Acórdão nº 02574/15.2BEALM de Supremo Tribunal Administrativo (Portugal), 10-11-2022

Data de Julgamento10 Novembro 2022
Ano2022
Número Acordão02574/15.2BEALM
ÓrgãoSupremo Tribunal Administrativo - (1 SECÇÃO)

ACORDAM NA SECÇÃO DE CONTENCIOSO ADMINISTRATIVO DO SUPREMO TRIBUNAL ADMINISTRATIVO:





A……………….., devidamente identificada nos autos, intentou, no Tribunal Administrativo e Fiscal (TAF) de Almada, contra o Instituto de Financiamento da Agricultura e Pescas – IP (doravante IFAP), acção administrativa especial para impugnação do despacho, de 20/4/2015, do Presidente do Conselho Directivo deste Instituto, que determinou que ele procedesse à reposição da quantia de € 2.839,81, relativa ao “prémio por ovelha e cabra” do ano de 2010 que recebera indevidamente.

Por sentença datada de 27 de Junho de 2018, foi essa acção julgada procedente, anulando-se o despacho impugnado.

• [Entradas]
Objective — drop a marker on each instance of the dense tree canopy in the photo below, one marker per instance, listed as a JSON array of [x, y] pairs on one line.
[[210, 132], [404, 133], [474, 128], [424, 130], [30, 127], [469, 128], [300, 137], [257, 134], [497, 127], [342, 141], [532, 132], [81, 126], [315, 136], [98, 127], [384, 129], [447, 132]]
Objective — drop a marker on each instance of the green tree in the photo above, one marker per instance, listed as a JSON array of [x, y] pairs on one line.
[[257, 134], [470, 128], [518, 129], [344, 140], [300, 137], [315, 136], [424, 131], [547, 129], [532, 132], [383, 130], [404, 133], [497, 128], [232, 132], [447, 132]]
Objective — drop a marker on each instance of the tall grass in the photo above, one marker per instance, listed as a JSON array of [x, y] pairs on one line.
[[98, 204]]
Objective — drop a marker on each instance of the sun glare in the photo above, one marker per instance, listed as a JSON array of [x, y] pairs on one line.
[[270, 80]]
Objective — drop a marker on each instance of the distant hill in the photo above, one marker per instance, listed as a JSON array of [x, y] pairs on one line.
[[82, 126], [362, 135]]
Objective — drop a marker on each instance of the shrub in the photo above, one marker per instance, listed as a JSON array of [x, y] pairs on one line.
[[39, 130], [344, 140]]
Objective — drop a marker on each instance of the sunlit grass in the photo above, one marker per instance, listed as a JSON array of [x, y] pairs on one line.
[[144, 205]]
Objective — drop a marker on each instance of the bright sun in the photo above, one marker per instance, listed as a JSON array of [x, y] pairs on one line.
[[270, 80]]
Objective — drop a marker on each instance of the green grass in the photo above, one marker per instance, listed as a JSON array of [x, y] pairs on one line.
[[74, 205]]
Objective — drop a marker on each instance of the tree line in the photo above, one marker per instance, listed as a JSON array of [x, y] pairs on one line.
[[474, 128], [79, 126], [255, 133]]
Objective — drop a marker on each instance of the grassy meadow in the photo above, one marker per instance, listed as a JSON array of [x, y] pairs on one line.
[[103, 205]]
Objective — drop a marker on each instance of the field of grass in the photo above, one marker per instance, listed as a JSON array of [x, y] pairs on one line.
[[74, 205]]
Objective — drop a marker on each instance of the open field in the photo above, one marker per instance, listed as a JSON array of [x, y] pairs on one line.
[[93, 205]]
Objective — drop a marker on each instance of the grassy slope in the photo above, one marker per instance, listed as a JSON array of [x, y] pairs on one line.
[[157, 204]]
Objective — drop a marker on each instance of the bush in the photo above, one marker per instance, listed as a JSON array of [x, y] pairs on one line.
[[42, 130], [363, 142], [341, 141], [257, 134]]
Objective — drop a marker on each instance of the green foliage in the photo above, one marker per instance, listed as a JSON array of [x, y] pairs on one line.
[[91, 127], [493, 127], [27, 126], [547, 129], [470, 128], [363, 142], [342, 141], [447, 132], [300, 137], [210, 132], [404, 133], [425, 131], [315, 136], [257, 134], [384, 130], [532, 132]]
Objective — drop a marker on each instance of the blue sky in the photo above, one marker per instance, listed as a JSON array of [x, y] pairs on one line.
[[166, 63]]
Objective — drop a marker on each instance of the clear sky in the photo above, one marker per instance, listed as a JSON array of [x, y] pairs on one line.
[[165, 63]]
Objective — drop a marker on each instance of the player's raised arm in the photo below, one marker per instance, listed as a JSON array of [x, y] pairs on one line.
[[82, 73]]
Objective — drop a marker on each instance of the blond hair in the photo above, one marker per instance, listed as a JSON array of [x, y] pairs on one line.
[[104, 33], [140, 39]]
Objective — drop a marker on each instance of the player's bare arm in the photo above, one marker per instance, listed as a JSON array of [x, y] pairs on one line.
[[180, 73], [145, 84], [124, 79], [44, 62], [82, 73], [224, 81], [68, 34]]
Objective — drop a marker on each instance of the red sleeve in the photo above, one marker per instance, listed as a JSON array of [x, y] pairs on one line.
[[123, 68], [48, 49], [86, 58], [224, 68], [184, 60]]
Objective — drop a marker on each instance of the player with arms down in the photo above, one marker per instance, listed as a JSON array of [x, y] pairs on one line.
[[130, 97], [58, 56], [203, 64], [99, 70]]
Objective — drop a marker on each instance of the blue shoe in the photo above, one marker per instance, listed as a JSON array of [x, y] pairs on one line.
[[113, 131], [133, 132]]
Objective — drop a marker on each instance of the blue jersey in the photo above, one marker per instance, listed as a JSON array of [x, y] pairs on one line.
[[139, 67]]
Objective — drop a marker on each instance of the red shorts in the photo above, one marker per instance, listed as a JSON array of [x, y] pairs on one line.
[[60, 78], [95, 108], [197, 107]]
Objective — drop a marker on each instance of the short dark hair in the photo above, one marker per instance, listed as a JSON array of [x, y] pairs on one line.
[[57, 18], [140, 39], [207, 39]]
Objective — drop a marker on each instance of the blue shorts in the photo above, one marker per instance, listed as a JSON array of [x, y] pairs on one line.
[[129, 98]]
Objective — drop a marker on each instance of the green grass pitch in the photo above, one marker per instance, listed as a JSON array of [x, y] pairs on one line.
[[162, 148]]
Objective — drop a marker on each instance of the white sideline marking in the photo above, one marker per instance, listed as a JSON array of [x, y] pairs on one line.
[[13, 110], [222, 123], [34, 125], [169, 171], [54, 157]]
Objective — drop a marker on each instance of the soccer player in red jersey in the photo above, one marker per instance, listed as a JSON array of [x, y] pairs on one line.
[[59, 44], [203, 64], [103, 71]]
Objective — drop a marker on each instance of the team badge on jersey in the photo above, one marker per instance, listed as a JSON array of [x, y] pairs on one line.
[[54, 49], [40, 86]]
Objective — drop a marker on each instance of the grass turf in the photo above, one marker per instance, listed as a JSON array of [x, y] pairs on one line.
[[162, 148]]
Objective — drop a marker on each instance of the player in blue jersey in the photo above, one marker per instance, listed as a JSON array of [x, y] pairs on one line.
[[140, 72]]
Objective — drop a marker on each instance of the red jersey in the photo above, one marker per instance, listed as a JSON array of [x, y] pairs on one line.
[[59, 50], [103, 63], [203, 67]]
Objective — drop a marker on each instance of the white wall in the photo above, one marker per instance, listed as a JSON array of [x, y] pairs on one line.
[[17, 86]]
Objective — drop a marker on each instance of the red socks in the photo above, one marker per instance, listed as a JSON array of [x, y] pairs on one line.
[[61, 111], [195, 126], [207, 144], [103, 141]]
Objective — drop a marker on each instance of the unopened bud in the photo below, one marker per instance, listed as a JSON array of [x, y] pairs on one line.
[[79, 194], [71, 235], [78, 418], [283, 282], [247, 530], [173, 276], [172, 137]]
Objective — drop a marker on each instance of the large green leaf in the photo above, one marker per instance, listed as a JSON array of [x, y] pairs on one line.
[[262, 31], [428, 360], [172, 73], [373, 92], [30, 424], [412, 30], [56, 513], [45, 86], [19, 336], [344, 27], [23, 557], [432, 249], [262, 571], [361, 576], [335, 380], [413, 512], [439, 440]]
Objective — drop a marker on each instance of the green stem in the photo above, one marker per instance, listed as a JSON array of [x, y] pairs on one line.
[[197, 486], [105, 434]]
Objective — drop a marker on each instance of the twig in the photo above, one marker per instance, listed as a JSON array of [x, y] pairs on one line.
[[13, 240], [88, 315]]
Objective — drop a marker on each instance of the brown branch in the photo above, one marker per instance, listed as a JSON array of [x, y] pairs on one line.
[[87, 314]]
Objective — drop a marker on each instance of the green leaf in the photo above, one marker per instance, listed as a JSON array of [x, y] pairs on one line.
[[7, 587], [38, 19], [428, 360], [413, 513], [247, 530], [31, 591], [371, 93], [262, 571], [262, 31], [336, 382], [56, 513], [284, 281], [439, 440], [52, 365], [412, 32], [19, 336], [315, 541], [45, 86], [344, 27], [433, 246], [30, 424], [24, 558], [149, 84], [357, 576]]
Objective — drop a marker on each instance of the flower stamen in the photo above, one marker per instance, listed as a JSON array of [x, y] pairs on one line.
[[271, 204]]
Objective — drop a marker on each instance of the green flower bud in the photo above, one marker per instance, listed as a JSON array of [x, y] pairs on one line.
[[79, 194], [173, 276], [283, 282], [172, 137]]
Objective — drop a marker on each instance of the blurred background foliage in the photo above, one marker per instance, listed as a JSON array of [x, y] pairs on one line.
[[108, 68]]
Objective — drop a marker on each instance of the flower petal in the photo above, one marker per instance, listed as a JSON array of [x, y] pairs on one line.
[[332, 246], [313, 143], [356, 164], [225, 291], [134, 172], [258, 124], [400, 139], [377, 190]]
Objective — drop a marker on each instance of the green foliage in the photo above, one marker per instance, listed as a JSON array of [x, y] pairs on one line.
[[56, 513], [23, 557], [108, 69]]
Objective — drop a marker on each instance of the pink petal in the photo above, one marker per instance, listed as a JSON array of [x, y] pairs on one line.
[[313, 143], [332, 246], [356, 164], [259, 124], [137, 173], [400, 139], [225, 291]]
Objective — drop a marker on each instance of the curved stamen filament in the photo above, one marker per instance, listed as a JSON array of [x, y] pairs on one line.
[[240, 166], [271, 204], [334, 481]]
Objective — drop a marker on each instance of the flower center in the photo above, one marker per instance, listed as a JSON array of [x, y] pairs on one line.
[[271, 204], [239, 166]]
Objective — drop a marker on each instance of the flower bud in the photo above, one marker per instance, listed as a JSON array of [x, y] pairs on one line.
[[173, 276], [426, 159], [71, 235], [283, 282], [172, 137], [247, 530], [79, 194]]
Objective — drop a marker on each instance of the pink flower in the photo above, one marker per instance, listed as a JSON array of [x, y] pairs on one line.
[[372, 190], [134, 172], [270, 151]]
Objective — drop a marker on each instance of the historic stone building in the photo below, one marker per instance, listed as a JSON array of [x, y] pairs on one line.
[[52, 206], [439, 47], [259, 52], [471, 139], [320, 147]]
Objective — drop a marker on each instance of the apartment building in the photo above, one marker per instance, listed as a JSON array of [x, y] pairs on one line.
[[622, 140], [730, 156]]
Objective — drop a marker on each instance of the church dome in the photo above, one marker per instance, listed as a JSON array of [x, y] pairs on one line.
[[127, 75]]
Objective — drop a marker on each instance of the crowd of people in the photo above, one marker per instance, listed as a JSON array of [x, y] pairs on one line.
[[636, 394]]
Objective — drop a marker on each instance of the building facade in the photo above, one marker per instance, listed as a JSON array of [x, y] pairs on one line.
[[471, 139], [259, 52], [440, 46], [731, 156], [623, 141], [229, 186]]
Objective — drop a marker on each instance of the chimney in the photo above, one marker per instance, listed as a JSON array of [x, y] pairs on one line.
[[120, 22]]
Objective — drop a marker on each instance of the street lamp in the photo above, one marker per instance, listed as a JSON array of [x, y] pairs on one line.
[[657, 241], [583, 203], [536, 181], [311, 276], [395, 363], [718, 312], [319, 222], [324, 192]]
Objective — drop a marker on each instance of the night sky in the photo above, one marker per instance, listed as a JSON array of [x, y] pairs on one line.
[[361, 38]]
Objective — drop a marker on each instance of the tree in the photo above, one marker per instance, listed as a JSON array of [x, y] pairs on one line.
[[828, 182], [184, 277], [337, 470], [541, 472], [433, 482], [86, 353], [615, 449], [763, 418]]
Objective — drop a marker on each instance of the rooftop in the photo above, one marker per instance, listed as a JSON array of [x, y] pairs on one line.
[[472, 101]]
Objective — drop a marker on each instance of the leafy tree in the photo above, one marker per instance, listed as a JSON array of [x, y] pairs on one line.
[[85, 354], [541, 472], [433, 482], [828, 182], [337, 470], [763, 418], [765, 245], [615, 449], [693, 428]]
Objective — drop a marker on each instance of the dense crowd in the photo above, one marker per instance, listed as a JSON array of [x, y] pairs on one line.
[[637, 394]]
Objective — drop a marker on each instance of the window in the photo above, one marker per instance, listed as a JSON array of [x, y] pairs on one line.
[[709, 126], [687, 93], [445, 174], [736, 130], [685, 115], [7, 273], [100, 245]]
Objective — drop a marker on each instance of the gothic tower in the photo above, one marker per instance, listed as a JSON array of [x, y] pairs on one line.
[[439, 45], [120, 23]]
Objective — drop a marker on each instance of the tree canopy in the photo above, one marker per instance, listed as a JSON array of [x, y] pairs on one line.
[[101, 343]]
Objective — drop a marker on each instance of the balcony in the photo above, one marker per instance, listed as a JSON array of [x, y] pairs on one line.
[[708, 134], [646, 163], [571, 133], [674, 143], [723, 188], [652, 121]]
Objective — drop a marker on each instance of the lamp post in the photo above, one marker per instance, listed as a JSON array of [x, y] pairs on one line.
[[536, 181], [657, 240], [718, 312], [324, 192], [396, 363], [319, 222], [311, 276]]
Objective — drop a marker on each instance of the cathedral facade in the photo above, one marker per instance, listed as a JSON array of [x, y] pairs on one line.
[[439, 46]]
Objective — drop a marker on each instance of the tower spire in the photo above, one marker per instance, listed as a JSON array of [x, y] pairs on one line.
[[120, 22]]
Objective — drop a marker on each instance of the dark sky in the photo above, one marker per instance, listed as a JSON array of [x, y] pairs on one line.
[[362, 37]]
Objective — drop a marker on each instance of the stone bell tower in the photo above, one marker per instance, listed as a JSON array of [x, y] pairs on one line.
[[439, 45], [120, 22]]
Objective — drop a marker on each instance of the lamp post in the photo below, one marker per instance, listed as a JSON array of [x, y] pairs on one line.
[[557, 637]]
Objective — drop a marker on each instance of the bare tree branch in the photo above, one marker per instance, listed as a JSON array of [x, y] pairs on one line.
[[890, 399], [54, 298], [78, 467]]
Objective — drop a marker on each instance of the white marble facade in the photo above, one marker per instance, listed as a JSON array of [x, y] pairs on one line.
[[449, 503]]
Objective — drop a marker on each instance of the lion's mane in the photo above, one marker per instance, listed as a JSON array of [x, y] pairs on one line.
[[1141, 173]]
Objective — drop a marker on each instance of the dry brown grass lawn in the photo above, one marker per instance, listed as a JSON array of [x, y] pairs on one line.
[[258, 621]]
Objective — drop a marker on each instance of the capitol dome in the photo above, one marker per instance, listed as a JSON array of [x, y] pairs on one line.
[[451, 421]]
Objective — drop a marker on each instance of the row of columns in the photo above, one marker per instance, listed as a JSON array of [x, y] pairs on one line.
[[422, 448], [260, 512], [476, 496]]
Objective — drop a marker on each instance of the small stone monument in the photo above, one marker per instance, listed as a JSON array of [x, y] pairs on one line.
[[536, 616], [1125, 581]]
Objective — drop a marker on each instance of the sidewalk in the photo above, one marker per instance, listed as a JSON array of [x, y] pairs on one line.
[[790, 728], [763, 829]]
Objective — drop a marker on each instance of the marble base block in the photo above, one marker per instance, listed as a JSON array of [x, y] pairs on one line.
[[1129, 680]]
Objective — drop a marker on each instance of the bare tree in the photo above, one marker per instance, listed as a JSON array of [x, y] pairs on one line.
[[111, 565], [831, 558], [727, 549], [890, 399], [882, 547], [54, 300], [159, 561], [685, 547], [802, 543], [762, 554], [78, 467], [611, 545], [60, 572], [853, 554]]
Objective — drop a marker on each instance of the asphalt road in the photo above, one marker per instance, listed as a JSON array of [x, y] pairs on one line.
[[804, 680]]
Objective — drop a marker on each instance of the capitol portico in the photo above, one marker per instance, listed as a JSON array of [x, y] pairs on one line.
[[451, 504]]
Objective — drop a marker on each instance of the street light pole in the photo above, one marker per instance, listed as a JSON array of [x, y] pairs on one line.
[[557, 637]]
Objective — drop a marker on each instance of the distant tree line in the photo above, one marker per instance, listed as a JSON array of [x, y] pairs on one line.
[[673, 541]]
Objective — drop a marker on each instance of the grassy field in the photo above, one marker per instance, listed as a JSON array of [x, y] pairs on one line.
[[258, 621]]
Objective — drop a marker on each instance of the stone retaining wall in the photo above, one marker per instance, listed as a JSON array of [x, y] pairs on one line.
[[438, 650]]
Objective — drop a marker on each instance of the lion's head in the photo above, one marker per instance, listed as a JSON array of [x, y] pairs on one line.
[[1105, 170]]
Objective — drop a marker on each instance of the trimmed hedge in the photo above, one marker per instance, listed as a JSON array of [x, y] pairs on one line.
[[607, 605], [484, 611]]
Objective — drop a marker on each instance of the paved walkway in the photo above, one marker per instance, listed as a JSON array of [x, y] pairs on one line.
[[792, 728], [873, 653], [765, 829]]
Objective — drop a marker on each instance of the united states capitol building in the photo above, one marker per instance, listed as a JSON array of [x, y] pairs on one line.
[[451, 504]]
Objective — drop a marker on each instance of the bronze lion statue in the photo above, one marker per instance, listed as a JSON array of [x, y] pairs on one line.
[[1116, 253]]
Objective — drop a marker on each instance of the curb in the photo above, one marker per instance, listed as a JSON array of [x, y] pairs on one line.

• [Tarefa] Reproduz, tal como está no acórdão, o trecho que vai de "ACORDAM NA SECÇÃO" até "o despacho impugnado.".

• [Resultado esperado]
ACORDAM NA SECÇÃO DE CONTENCIOSO ADMINISTRATIVO DO SUPREMO TRIBUNAL ADMINISTRATIVO:





A……………….., devidamente identificada nos autos, intentou, no Tribunal Administrativo e Fiscal (TAF) de Almada, contra o Instituto de Financiamento da Agricultura e Pescas – IP (doravante IFAP), acção administrativa especial para impugnação do despacho, de 20/4/2015, do Presidente do Conselho Directivo deste Instituto, que determinou que ele procedesse à reposição da quantia de € 2.839,81, relativa ao “prémio por ovelha e cabra” do ano de 2010 que recebera indevidamente.

Por sentença datada de 27 de Junho de 2018, foi essa acção julgada procedente, anulando-se o despacho impugnado.